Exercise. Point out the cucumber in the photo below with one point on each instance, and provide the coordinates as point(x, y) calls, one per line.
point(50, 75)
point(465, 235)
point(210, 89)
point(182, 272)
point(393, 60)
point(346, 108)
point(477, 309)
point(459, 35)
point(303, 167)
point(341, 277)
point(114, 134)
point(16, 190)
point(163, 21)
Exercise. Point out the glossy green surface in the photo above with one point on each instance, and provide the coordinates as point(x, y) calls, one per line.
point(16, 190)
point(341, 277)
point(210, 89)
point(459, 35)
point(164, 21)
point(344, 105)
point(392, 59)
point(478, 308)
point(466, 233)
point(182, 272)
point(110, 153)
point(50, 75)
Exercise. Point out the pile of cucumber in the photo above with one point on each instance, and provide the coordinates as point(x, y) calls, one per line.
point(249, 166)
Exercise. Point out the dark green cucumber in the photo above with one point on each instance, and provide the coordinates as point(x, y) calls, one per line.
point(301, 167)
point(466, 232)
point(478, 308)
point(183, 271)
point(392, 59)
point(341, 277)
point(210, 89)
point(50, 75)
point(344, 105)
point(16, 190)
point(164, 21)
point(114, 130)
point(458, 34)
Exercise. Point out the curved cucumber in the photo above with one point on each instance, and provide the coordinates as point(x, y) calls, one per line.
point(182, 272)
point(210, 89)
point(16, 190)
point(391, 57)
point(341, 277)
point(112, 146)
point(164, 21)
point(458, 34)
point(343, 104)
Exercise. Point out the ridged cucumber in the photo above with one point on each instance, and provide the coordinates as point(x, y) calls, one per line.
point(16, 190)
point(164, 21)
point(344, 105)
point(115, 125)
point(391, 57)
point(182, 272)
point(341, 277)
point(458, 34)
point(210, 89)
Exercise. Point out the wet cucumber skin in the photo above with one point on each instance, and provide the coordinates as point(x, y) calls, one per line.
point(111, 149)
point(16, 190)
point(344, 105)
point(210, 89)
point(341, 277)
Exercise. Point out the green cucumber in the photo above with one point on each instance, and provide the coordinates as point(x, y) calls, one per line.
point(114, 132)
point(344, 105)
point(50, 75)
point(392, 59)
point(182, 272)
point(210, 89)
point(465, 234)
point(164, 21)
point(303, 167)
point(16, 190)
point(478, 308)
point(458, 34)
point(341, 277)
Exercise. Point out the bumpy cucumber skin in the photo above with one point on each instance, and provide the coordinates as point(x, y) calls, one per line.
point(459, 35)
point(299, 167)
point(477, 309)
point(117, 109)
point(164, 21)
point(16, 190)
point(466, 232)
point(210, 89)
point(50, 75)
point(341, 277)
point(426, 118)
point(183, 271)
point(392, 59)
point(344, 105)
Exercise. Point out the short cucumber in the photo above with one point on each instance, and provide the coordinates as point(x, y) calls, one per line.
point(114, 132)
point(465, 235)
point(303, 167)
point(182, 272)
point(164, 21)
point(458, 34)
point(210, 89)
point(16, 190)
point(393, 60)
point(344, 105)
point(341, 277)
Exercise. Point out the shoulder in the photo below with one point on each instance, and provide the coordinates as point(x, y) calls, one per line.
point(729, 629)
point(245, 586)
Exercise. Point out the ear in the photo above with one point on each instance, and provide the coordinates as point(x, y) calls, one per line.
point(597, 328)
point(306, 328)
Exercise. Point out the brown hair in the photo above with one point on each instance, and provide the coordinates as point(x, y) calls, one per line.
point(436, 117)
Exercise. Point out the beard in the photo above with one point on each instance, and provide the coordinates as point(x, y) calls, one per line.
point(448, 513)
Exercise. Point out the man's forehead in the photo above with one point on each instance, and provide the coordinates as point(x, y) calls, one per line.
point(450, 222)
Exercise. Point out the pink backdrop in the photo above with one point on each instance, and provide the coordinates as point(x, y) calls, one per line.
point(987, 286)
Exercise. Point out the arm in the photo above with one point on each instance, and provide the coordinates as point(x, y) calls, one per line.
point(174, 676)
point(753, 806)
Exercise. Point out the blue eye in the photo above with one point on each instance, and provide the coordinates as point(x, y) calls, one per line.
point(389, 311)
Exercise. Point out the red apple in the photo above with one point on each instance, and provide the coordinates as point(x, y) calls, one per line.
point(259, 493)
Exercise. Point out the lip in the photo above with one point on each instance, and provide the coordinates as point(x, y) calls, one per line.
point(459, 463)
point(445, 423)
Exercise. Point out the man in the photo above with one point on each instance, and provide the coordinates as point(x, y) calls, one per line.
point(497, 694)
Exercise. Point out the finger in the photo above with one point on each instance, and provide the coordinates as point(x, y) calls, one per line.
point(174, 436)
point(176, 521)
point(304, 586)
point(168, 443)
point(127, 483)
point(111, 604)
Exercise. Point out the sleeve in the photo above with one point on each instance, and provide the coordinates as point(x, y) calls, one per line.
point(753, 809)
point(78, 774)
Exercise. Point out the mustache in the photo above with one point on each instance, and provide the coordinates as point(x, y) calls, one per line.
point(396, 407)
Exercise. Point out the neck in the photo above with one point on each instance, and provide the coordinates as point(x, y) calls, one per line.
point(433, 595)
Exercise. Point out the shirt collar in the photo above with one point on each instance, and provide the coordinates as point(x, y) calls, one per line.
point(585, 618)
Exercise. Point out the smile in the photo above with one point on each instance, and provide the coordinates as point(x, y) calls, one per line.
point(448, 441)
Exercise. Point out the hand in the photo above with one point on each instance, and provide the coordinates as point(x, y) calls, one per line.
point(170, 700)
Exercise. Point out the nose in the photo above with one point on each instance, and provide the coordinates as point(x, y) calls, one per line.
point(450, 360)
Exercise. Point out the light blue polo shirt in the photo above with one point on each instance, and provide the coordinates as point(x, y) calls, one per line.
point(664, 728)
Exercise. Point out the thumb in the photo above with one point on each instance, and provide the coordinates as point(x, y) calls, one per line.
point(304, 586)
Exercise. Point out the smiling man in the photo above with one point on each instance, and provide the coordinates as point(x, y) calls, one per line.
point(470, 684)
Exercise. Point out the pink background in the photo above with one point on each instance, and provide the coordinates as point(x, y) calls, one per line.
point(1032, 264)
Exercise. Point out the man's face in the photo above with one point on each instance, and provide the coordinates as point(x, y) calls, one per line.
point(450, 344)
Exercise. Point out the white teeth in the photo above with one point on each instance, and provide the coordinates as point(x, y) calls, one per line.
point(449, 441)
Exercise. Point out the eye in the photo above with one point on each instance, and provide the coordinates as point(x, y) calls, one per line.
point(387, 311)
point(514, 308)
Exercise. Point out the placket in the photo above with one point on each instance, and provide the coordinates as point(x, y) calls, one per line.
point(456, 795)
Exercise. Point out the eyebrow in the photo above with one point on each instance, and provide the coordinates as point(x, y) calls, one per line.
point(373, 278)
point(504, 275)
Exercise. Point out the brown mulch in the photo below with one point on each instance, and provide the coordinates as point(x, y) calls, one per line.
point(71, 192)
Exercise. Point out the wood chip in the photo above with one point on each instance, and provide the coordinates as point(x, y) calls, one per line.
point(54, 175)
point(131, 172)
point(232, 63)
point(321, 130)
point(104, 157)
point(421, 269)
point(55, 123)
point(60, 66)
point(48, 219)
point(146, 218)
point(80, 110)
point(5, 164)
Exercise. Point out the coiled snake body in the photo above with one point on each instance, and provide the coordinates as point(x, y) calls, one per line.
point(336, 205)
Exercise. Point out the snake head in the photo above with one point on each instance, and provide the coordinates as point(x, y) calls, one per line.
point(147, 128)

____

Rewrite all the records above, swapping each "coordinates" for "positions" and leaving every other word as it is.

*SOLUTION*.
Exercise. Point out the cucumber in the photo below with one point on each instance, and provide the positions as point(x, y) calls, one per line.
point(50, 75)
point(465, 235)
point(210, 89)
point(182, 272)
point(393, 60)
point(346, 108)
point(477, 309)
point(459, 35)
point(303, 167)
point(341, 277)
point(114, 134)
point(16, 190)
point(163, 21)
Exercise. Point out the glossy green surface in the photo above with one point on each instance, and provide the positions as point(x, y) calls, one per line.
point(16, 190)
point(341, 277)
point(210, 89)
point(459, 35)
point(164, 21)
point(344, 105)
point(392, 59)
point(478, 308)
point(466, 233)
point(182, 272)
point(110, 153)
point(50, 75)
Exercise. Point out the pile of cucumber in the photo above with one point on each instance, and provide the positions as point(x, y) calls, one per line.
point(249, 166)
Exercise. Point out the dark green cucumber in the photo above with one point on each instance, and provide the positions as point(x, y) calls, one per line.
point(301, 167)
point(466, 232)
point(478, 308)
point(183, 271)
point(392, 59)
point(341, 277)
point(210, 89)
point(50, 75)
point(344, 105)
point(16, 190)
point(164, 21)
point(114, 130)
point(458, 34)
Exercise. Point out the curved cucumber in the photo above with one point on each instance, and provide the positions as point(x, y) calls, one per line.
point(182, 272)
point(210, 89)
point(16, 190)
point(391, 57)
point(341, 277)
point(112, 146)
point(164, 21)
point(458, 34)
point(343, 104)
Exercise. Point out the ridged cucumber in the photo above with one point on each instance, and provide the positions as point(x, y) calls, one per line.
point(16, 190)
point(164, 21)
point(344, 105)
point(115, 125)
point(391, 57)
point(182, 272)
point(341, 277)
point(458, 34)
point(210, 89)
Exercise. Point out the wet cucumber skin in the photo above with one point on each instance, and provide the positions as point(x, y) calls, one per line.
point(111, 149)
point(16, 190)
point(344, 105)
point(210, 89)
point(341, 277)
Exercise. Point out the green cucumber in the photo above with one point on each instance, and provide the positions as point(x, y) calls, one per line.
point(114, 132)
point(344, 105)
point(50, 75)
point(392, 59)
point(182, 272)
point(210, 89)
point(465, 234)
point(164, 21)
point(303, 167)
point(16, 190)
point(478, 308)
point(458, 34)
point(341, 277)
Exercise. Point out the bumpy cucumber skin in the photo above with one point on each instance, and provide the positions as point(x, y) calls, one per line.
point(459, 35)
point(299, 167)
point(477, 309)
point(117, 109)
point(164, 21)
point(16, 190)
point(466, 232)
point(210, 89)
point(50, 75)
point(341, 277)
point(426, 118)
point(183, 271)
point(392, 59)
point(344, 105)
Exercise. Point out the short cucumber in the photo above with one point on each instance, and provide the positions as point(x, y) calls, one per line.
point(114, 132)
point(465, 235)
point(303, 167)
point(182, 272)
point(164, 21)
point(458, 34)
point(210, 89)
point(16, 190)
point(393, 60)
point(344, 105)
point(341, 277)
Exercise. Point out the shoulder in the photo below with one point on each instance, and provide the positions as point(x, y) calls, one per line.
point(729, 629)
point(245, 586)
Exercise. Point out the ear in the photo above with one point on each instance, and provide the positions as point(x, y) calls, one per line.
point(597, 328)
point(306, 328)
Exercise. Point out the brown hair in the photo above with one point on each instance, and provide the positions as point(x, y) calls, one per line.
point(436, 117)
Exercise. Point out the beard in the photo above with one point on each instance, and provide the positions as point(x, y) calls, one per line.
point(448, 513)
Exercise. Point out the man's forehead in the photo above with one point on each instance, and provide the positions as point(x, y) calls, one per line.
point(450, 222)
Exercise. Point out the pink backdrop in the photo above with one point on each instance, and provide the positions as point(x, y) calls, one per line.
point(987, 286)
Exercise. Point out the arm in the photo above with one point on each instance, and provide the positions as point(x, y) calls, one per line.
point(174, 676)
point(753, 806)
Exercise. Point out the blue eye in the photo above with one point on each instance, and provide the positions as point(x, y) calls, one per line.
point(389, 311)
Exercise. Point out the red apple in the photo above with one point on each instance, and provide the positions as point(x, y) calls, one per line.
point(259, 493)
Exercise. Point out the lip in the photo above with one point on each instance, and provide the positions as point(x, y) calls, one per line.
point(459, 463)
point(445, 423)
Exercise. Point out the man in the photo above with one point on each instance, and provide the positions as point(x, y) calls, one per line.
point(497, 694)
Exercise. Point out the finger in the photo above with one point on each instance, and provide the positions as point(x, y) calls, one per line.
point(174, 436)
point(176, 521)
point(304, 586)
point(168, 443)
point(127, 483)
point(111, 604)
Exercise. Point out the sleeve in the photo above with one point on each instance, and provide the positions as point(x, y) calls, one per line.
point(753, 809)
point(78, 774)
Exercise. Point out the mustache in the photo above with one point on each instance, and provide the positions as point(x, y) calls, one per line.
point(396, 407)
Exercise. Point out the neck in the photo above with one point on each instance, and provide the positions as point(x, y) calls, one per line.
point(433, 595)
Exercise. Point out the shirt collar in the photo above with one point on each instance, and provide the positions as point(x, y) calls, one per line.
point(585, 618)
Exercise. Point out the smile in the photo above with one point on each instance, and provide the positions as point(x, y) calls, one per line.
point(448, 441)
Exercise. Point out the hand in the photo above with one point on each instance, and provide the positions as point(x, y) calls, one per line.
point(170, 700)
Exercise. Point out the nose in the photo above with one point on each instance, and provide the positions as point(x, y) calls, one per line.
point(450, 360)
Exercise. Point out the light blue polo shirt in the photo above with one point on each instance, and provide the positions as point(x, y) calls, one per line.
point(664, 728)
Exercise. Point out the thumb in the photo above with one point on each instance, and provide the positions as point(x, y) calls, one per line.
point(304, 586)
Exercise. Point out the smiling man in the photo above with one point on each instance, and provide the positions as point(x, y) calls, one per line.
point(470, 684)
Exercise. Point out the pink background in the photo above with one point on each instance, and provide the positions as point(x, y) calls, one per line.
point(1032, 264)
Exercise. Point out the man's face in the photo above with one point on each instance, and provide the positions as point(x, y) calls, one per line.
point(450, 344)
Exercise. Point out the white teeth in the photo above with one point on each instance, and provide the positions as point(x, y) calls, one per line.
point(449, 441)
Exercise. Point out the eye in the photo above with one point on each instance, and provide the positions as point(x, y) calls, one per line.
point(387, 311)
point(514, 308)
Exercise. Point out the placket in the photo above with one point on each instance, and provide the positions as point(x, y) calls, one per line.
point(456, 795)
Exercise. Point out the eyebrow in the photo above with one point on each instance, and provide the positions as point(x, y) calls, one per line.
point(373, 278)
point(504, 275)
Exercise. Point out the brown mulch in the photo below with one point on each instance, and provide the positions as point(x, y) calls, one per line.
point(71, 192)
Exercise. Point out the wood chip in the photo above with one point on each instance, and provide the positions as point(x, y) calls, one per line.
point(54, 175)
point(131, 172)
point(232, 63)
point(321, 130)
point(104, 157)
point(421, 269)
point(55, 123)
point(60, 66)
point(48, 219)
point(146, 218)
point(80, 110)
point(5, 164)
Exercise. Point out the coiled snake body in the photo above with one point on each instance, and provide the positions as point(x, y) calls, one per line.
point(336, 205)
Exercise. Point out the snake head in the photo above with one point on each instance, and provide the positions as point(x, y) calls, one per line.
point(147, 128)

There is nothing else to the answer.